-- Potongan Teks --
⁂
16 November 2025
Opini

Selamat Datang Sayid Muhammad: Negeri Japakeh Menagih Janji Penegakan Hukum yang Tak Bisa Dibeli

OPINI - Pergantian pucuk pimpinan di Kejaksaan Negeri Pidie Jaya, Rabu malam (12/11/2025), bukan sekadar seremoni serah terima jabatan di Pendopo Bupati. Di balik senyum formal dan sambutan penuh hormat, tersimpan harapan besar dan kegelisahan rakyat. Sosok baru, Sayid Muhammad, kini duduk di kursi Kajari Pidie Jaya, kursi yang bukan hanya simbol kekuasaan, tapi juga amanah rakyat Negeri Japakeh untuk menegakkan hukum tanpa pandang bulu.

Pidie Jaya, atau yang kerap disebut Negeri Japakeh, bukan daerah sembarangan. Julukan itu lahir dari warisan ulama besar Tgk. Jalaluddin Al Qusyasyi, atau Tgk. Japakeh, simbol ketegasan, keadilan, dan marwah ilmu di Aceh. Tapi kini, di tanah yang pernah disegani karena keteguhan moral dan hukum Islamnya itu, rakyat justru mempertanyakan, masihkah Japakeh bermata tajam seperti dulu, atau sudah tumpul oleh kepentingan kekuasaan dan uang pelicin?

Kedatangan Kajari baru menjadi momen yang menentukan. Masyarakat menaruh harapan besar agar hukum tidak lagi jadi permainan elite. Pidie Jaya butuh penegak hukum yang berani, bukan sekadar penonton di tengah riuh aroma dugaan korupsi, penyalahgunaan jabatan, dan fee proyek yang dibisikkan di ruang-ruang gelap kekuasaan. Rakyat sudah muak melihat dana publik menguap entah ke mana, sementara pembangunan berjalan di tempat.
⁂
-- Cuplikan Data --

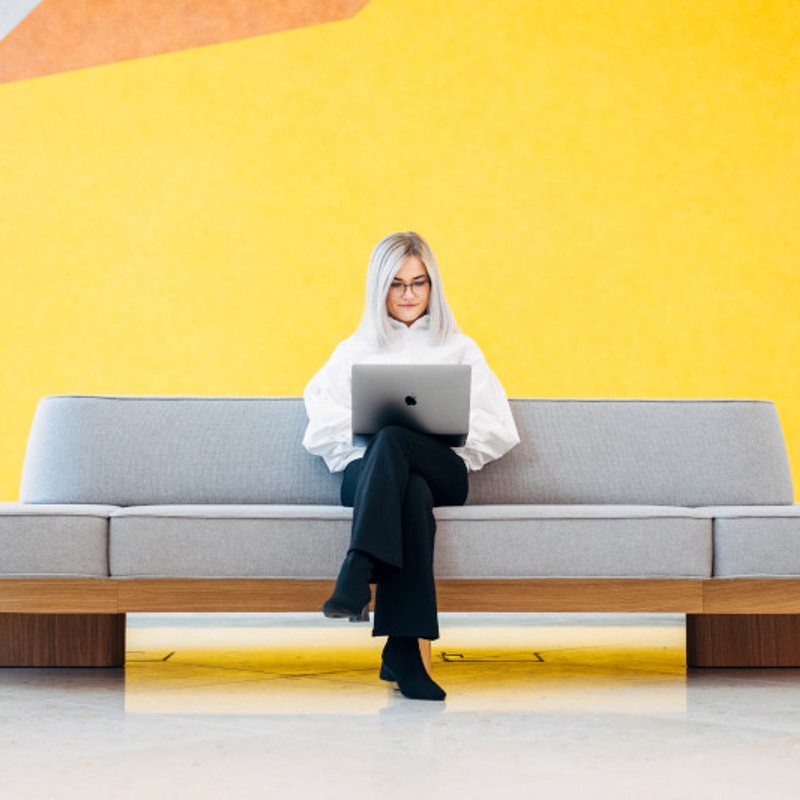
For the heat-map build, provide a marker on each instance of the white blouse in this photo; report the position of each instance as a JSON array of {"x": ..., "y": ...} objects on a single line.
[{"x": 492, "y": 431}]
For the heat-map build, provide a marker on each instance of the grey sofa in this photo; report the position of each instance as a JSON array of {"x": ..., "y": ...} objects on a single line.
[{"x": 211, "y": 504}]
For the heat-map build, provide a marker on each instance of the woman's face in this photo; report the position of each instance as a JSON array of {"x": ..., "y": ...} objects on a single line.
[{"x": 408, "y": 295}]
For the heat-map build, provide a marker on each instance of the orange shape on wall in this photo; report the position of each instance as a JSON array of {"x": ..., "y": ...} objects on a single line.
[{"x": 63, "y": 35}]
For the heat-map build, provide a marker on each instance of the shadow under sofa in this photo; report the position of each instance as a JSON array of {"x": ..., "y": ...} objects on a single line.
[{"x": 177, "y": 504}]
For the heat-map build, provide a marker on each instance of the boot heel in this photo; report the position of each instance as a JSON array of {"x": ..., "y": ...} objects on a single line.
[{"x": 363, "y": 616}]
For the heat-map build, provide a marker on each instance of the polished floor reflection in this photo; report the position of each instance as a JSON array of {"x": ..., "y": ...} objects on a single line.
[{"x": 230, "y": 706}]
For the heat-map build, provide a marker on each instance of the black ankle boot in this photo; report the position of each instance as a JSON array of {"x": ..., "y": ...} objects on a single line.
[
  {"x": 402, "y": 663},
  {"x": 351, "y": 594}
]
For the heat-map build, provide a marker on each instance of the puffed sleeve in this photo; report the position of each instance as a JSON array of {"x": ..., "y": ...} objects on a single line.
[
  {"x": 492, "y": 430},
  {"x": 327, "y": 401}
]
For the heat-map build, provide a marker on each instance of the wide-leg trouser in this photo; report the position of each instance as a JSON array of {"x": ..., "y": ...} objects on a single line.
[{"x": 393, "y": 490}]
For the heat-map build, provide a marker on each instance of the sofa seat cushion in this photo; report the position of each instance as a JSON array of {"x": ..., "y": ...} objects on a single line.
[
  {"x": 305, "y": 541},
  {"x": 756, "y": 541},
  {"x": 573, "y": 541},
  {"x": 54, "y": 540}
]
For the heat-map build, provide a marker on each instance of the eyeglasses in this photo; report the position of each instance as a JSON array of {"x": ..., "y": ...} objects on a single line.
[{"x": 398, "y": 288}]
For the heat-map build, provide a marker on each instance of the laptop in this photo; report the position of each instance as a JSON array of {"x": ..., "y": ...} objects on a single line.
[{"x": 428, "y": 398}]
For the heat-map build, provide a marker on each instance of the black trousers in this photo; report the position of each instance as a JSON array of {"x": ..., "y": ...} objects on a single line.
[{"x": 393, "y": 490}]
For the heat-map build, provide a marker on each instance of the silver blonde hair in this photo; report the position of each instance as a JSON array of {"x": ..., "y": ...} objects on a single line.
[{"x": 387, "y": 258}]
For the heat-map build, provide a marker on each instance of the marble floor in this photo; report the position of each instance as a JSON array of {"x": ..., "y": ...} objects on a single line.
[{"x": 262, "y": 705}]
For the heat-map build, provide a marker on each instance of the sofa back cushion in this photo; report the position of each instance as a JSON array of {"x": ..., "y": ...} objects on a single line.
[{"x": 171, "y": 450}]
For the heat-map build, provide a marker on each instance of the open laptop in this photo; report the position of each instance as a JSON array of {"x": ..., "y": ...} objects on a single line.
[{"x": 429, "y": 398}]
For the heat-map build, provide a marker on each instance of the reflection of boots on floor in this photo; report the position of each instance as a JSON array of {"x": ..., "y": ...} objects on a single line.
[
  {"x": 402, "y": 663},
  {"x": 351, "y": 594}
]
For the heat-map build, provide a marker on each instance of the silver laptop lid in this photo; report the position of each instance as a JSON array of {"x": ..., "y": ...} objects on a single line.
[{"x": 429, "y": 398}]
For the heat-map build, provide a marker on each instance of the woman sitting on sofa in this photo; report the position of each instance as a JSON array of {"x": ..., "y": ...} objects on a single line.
⁂
-- Ketentuan Tugas --
a) Cetak ulang seluruh opini tentang Kajari baru Pidie Jaya tanpa mengubah satu huruf pun.
b) Hitung ada berapa baris dalam catatan yang memuat kata "floor", dengan huruf besar dan kecil dianggap berbeda. Tulis angkanya saja.

-- Pembahasan Jawaban --
a)
16 November 2025
Opini

Selamat Datang Sayid Muhammad: Negeri Japakeh Menagih Janji Penegakan Hukum yang Tak Bisa Dibeli

OPINI - Pergantian pucuk pimpinan di Kejaksaan Negeri Pidie Jaya, Rabu malam (12/11/2025), bukan sekadar seremoni serah terima jabatan di Pendopo Bupati. Di balik senyum formal dan sambutan penuh hormat, tersimpan harapan besar dan kegelisahan rakyat. Sosok baru, Sayid Muhammad, kini duduk di kursi Kajari Pidie Jaya, kursi yang bukan hanya simbol kekuasaan, tapi juga amanah rakyat Negeri Japakeh untuk menegakkan hukum tanpa pandang bulu.

Pidie Jaya, atau yang kerap disebut Negeri Japakeh, bukan daerah sembarangan. Julukan itu lahir dari warisan ulama besar Tgk. Jalaluddin Al Qusyasyi, atau Tgk. Japakeh, simbol ketegasan, keadilan, dan marwah ilmu di Aceh. Tapi kini, di tanah yang pernah disegani karena keteguhan moral dan hukum Islamnya itu, rakyat justru mempertanyakan, masihkah Japakeh bermata tajam seperti dulu, atau sudah tumpul oleh kepentingan kekuasaan dan uang pelicin?

Kedatangan Kajari baru menjadi momen yang menentukan. Masyarakat menaruh harapan besar agar hukum tidak lagi jadi permainan elite. Pidie Jaya butuh penegak hukum yang berani, bukan sekadar penonton di tengah riuh aroma dugaan korupsi, penyalahgunaan jabatan, dan fee proyek yang dibisikkan di ruang-ruang gelap kekuasaan. Rakyat sudah muak melihat dana publik menguap entah ke mana, sementara pembangunan berjalan di tempat.

b) 3